* _Aufgabe A_
Der Text über das Interview zu Kriegsverbrechen nennt, wofür ein Oberbefehlshaber Maßnahmen ergreifen muss. Zähl alle diese Zwecke auf.
* _Aufgabe B_
Beantworte diese Fragen zum Text über das Interview zu Kriegsverbrechen:
(i) An welchem Tag hat Prof. Dr. Thomas Giegerich das Interview gegeben?
(ii) Mit welcher Zeitung hat er gesprochen?
(iii) In welchem Artikel welchen Statuts ist der Grundsatz der „command responsibility“ festgehalten?

Prof Giegerich gibt Interview zu Kriegsverbrechen in bewaffneten Konflikten

Prof. Dr. Thomas Giegerich hat am 20.4.2022 in einem Interview mit der Saarbrücker Zeitung zu Kriegsverbrechen in bewaffneten Konflikten, insbesondere im gegenwärtigen russischen Aggressionskrieg gegen die Ukraine Stellung genommen. Seiner Auffassung nach gibt es gewichtige Anhaltspunkte dafür, dass russische Militärs in der Ukraine Kriegsverbrechen begangen haben, insbesondere durch Übergriffe gegen die Zivilbevölkerung. Dafür ist letztlich Präsident Putin als Oberbefehlshaber verantwortlich. Ihn trifft nach dem in Art. 28 des Römischen Statuts des Internationalen Strafgerichtshofs kodifizierten Grundsatz des Völkergewohnheitsrechts eine „command responsibility“ als Inhaber der militärischen Befehlsgewalt. Danach ist er selbst völkerstrafrechtlich verantwortlich für Kriegsverbrechen und Verbrechen gegen die Menschlichkeit, die von den ihm unterstellten Truppen begangen wurden, wenn er von diesen wusste oder hätte wissen müssen und nicht alle in seiner Macht stehenden erforderlichen und angemessenen Maßnahmen ergriffen hat, um die Begehung dieser Verbrechen zu verhindern oder zu unterbinden oder für ihre strafrechtliche Ahndung zu sorgen. Putin hat offensichtlich keinerlei derartige Maßnahmen ergriffen, sondern beschränkt sich daraus, alles abzustreiten.

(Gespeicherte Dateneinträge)

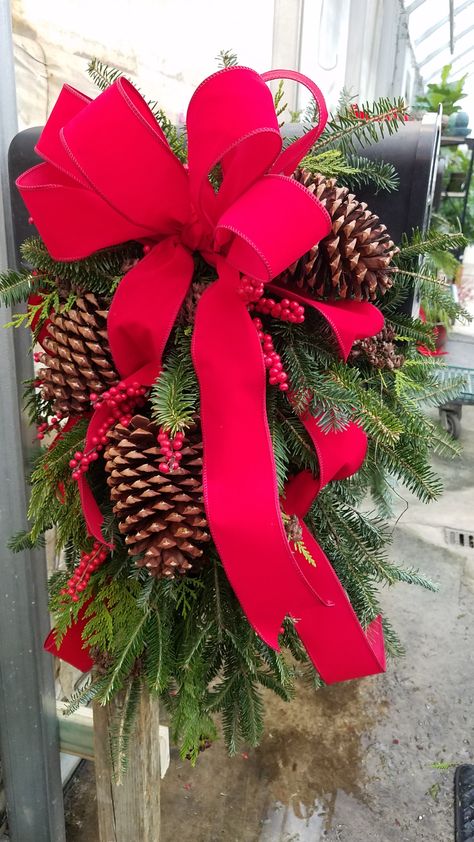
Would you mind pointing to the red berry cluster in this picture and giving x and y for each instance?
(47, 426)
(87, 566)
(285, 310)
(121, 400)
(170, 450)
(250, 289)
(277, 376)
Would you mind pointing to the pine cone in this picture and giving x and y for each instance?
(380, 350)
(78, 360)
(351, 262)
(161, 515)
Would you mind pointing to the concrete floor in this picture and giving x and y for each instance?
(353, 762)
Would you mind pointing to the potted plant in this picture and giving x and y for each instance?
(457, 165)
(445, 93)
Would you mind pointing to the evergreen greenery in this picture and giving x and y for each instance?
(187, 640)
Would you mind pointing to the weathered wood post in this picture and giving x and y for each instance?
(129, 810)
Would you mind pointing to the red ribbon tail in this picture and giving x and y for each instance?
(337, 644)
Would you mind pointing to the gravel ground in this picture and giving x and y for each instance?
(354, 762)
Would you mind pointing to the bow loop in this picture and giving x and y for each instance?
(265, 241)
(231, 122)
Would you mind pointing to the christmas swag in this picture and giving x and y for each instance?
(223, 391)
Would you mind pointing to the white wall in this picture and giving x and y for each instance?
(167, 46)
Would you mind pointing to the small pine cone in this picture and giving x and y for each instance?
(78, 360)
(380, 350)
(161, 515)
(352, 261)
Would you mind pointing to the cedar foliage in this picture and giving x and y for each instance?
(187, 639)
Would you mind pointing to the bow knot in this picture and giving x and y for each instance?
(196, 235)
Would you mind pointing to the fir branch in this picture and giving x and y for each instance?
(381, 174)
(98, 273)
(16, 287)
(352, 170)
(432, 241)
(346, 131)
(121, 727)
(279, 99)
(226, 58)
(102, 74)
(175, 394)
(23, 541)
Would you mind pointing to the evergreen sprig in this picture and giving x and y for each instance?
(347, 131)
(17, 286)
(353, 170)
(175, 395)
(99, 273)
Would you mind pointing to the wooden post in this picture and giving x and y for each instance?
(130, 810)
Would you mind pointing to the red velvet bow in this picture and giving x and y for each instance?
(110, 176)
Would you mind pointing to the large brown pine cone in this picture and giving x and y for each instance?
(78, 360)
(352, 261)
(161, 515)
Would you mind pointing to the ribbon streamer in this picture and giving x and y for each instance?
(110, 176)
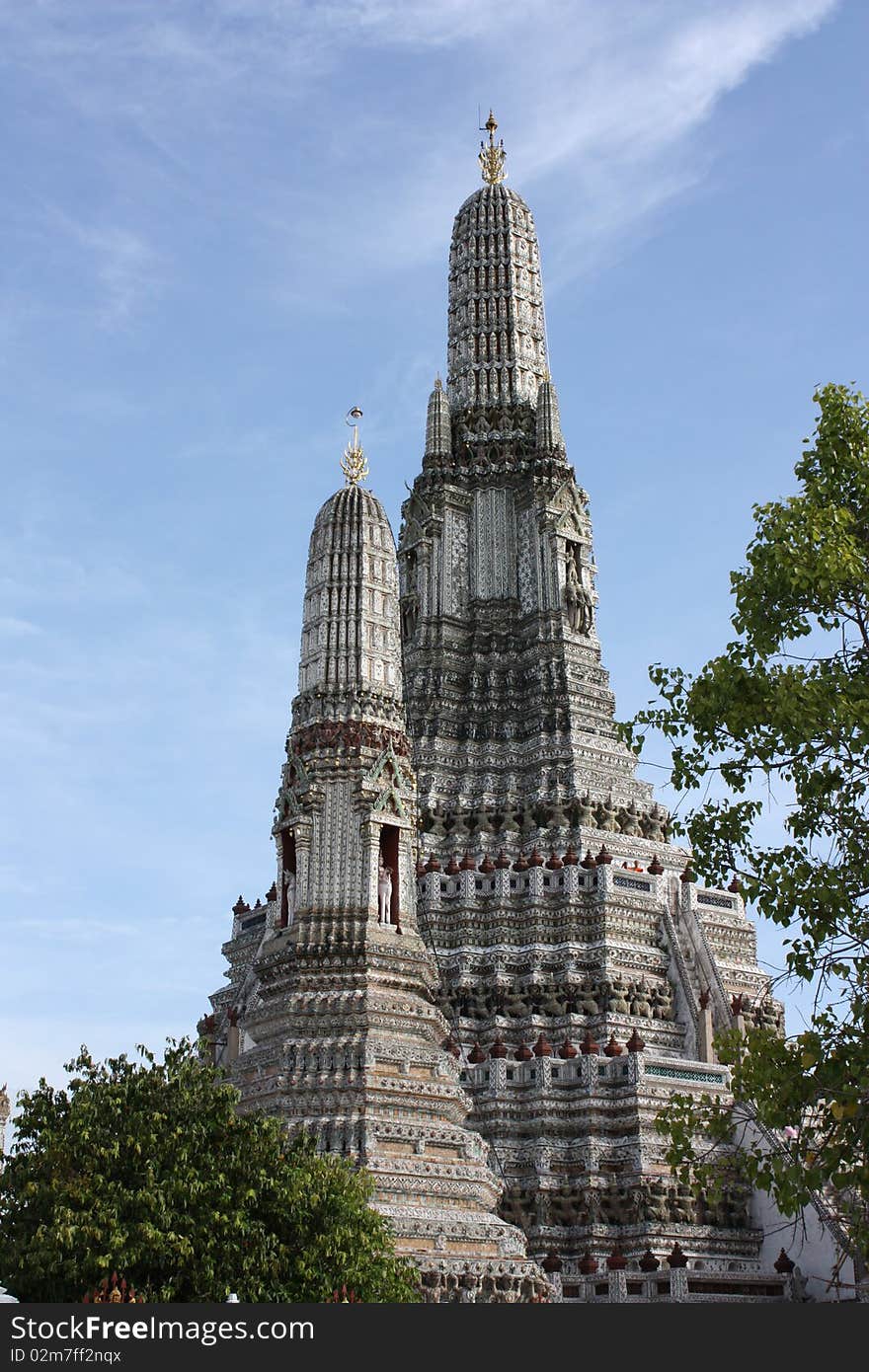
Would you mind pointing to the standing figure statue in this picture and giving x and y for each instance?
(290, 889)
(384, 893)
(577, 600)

* * *

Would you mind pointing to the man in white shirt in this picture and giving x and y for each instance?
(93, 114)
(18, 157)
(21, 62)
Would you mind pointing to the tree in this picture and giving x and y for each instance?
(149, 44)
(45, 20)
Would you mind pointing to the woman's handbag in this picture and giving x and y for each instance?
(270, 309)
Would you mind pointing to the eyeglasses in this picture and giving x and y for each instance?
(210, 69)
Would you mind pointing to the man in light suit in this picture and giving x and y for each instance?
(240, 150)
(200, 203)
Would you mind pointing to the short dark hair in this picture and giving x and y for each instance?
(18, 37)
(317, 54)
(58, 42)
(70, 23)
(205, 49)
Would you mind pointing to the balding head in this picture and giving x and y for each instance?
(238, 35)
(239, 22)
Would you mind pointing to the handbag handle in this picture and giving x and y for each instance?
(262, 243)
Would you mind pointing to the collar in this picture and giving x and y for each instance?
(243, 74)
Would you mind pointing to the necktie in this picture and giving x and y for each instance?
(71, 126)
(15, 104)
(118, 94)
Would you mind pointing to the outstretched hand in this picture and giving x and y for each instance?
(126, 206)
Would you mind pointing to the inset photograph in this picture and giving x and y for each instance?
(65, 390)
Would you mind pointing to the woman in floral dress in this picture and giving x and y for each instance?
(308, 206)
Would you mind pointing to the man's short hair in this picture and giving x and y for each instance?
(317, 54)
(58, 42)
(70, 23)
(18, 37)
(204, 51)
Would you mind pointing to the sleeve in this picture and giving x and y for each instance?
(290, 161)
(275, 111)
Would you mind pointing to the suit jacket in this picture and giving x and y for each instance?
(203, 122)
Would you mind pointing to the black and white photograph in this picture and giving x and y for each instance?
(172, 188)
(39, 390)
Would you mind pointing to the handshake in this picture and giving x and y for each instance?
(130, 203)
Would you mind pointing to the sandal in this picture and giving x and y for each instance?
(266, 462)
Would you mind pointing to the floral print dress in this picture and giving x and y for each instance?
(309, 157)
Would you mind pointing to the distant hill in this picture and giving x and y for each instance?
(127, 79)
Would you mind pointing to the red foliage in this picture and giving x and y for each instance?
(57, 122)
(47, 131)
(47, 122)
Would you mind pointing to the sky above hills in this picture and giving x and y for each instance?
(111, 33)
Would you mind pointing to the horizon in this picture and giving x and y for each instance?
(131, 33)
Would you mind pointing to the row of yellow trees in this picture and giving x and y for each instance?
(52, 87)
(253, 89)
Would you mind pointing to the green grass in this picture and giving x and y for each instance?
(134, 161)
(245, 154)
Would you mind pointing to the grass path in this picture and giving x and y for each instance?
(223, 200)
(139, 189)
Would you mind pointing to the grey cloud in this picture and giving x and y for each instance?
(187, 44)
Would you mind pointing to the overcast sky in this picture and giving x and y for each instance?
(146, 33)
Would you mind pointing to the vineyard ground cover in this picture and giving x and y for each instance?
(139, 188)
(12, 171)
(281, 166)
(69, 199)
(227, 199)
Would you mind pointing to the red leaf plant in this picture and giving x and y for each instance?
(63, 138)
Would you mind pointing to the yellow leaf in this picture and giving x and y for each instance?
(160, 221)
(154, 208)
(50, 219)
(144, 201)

* _Antwort A_
Die Begehung der Verbrechen verhindern
Die Begehung der Verbrechen unterbinden
Für ihre strafrechtliche Ahndung sorgen

* _Antwort B_
(i) Am 20.4.2022
(ii) Mit der Saarbrücker Zeitung
(iii) In Art. 28 des Römischen Statuts des Internationalen Strafgerichtshofs